* Task set:
A - In the text about Philippe Lebon, whom did he marry on 10 March 1792?
B - Extend the text about Philippe Lebon past its final sentence.

* Text:
>>

French engineer (1767–1804)

Philippe le Bon (or Lebon) (D'Humbersin) (/fr/; May 29, 1767 – December 1, 1804) was a French engineer, born in Brachay, France.

On 10 March 1792, he married Cornélie de Brambilla, who later fought on his behalf for monies owed to him and continued his work after his death.

There is much confusion about his life and accomplishments. His main contributions were improvements to steam engines and industrialising the extraction of lighting gas from wood. Following details published in readings for young people, Lebon has long been purported to have been assassinated on the eve of Napoleon's crowning ceremony, at the beginning of December 1804. While the actual time of death seems to be December 1 at 10 am, there are no contemporary evidence to sustain the story: legal documents produced by the Archives Nationales upon the 150th jubilee of Lebon make it clear that neither the engineer's servant, Euphrasie Hubert, nor the justice practitioner committed to the post mortem inventory did mention any criminal circumstance, nor any wound on the body. Joseph Gaudry, Lebon's nephew and heir, only mentions family rumors in his 1856 writing. Lebon's correspondence during the last months of his life make it clear he had been suffering from illness and lack of medical assistance for weeks before his untimely death.

He also designed, though apparently did not build, a wood gas engine. (Not the first.) Like other early engines, it had no compression in its main cylinder. It has three mechanically connected cylinders, each double-acting, one to compress the air, one to compress the gas, and one driven by the burned mixture. This engine resembles an internal combustion engine, but the combustion actually takes place in a combustion chamber separated by mechanically controlled valves from the cylinders. This makes it a steam engine running on combustion products instead of on steam, or the piston equivalent of a gas turbine.

<<

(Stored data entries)

>>

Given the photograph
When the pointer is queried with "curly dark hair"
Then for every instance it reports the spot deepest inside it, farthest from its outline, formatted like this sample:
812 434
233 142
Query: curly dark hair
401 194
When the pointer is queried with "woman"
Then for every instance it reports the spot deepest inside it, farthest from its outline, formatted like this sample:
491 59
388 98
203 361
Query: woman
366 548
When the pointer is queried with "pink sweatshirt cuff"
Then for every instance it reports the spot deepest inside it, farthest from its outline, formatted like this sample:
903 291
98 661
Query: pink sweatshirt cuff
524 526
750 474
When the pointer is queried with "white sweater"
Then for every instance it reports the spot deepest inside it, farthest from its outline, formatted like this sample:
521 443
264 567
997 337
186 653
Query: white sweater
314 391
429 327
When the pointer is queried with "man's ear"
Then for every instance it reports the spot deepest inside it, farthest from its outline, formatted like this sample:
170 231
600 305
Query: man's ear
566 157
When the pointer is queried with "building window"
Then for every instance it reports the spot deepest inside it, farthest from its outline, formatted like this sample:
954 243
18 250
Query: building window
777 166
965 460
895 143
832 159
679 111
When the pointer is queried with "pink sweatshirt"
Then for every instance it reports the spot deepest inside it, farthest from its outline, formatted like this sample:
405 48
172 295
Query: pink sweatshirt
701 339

<<
>>

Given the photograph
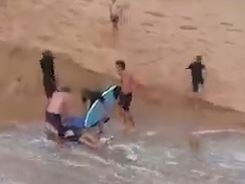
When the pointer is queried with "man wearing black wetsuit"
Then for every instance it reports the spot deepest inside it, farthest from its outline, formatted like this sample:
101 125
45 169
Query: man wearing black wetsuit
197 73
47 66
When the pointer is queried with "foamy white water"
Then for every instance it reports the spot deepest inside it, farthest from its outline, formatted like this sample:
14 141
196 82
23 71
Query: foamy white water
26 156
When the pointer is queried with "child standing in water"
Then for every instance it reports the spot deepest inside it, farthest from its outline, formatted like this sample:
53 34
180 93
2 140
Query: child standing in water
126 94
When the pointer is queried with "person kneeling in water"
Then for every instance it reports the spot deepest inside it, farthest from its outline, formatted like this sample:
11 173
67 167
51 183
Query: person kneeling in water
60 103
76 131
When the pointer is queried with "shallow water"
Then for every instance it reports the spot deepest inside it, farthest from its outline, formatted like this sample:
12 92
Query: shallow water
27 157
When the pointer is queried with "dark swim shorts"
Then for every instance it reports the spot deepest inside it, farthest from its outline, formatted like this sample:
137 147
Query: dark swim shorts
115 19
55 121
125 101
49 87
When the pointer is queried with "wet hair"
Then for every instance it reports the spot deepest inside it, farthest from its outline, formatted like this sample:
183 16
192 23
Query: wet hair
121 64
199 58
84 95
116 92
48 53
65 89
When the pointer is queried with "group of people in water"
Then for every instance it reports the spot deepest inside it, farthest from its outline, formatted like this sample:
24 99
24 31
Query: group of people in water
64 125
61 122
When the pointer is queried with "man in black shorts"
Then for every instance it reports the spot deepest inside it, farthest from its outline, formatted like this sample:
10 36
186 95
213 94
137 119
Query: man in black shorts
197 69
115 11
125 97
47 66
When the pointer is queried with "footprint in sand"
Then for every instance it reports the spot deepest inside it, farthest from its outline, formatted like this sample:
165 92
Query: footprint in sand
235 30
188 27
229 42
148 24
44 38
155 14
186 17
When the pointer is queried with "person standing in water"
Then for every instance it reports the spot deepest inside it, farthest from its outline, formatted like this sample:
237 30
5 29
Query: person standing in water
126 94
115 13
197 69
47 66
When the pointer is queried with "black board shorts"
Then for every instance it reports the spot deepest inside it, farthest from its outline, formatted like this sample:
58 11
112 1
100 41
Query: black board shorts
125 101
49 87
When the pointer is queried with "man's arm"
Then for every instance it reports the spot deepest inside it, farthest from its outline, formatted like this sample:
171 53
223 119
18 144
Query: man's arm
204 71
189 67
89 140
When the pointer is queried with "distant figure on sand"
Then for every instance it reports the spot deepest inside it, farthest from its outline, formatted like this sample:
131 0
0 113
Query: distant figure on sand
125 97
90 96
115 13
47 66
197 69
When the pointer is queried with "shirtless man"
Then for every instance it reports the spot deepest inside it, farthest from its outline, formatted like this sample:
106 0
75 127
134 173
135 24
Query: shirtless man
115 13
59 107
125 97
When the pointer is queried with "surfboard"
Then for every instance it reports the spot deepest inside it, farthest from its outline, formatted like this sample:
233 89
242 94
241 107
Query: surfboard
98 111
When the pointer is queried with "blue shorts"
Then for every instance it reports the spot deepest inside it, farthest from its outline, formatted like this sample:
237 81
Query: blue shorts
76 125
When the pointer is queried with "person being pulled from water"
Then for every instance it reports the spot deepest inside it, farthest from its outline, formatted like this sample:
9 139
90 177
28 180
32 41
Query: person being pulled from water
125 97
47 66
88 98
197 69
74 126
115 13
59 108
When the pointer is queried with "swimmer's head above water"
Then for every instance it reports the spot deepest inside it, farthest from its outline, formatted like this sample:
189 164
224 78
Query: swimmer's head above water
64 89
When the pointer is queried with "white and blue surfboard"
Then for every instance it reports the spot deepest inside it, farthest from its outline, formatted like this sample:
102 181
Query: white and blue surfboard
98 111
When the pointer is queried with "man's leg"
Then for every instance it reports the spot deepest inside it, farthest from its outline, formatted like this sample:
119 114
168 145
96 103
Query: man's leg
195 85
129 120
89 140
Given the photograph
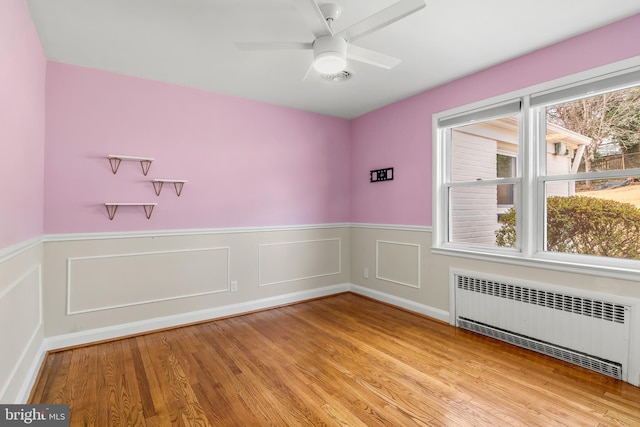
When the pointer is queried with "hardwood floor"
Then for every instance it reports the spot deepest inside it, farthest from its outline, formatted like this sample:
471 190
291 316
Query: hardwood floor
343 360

<<

* Task answers:
A - Cornélie de Brambilla.

B -
Hardenberg's analysis shows a theoretical efficiency and specific power much less than those of the earlier Street engine, but this assumes that the intake valve stays open during the whole power stroke. Assuming that the inventor had more in his mind than what he wrote on paper and therefore allowing arbitrary valve timing, its idealized thermodynamic cycle is similar to that of a gas turbine, which can have a high compression ratio and relatively high efficiency. This assumes, contrary to what Hardenberg seems to assume, that the combustion chamber would have been big enough to act as a pressure reservoir. Of course, one's place in history depends on what one does and writes more than on what one can be assumed to have thought. Certainly, all but possibly Hardenberg must have seen that it would give more room for optimization than the Street engine did. The reasons that it has never been used must be the obvious thermal and mechanical problems, such as heat loss from the combustion products to the containing structures.

In 1801, Philippe Lebon invented an engine that improved on Robert Steele's design. It used coal gas ignited by an electric spark. This was one of the first internal combustion engines. Although very inefficient, it would later be improved, as internal combustion is used in modern cars.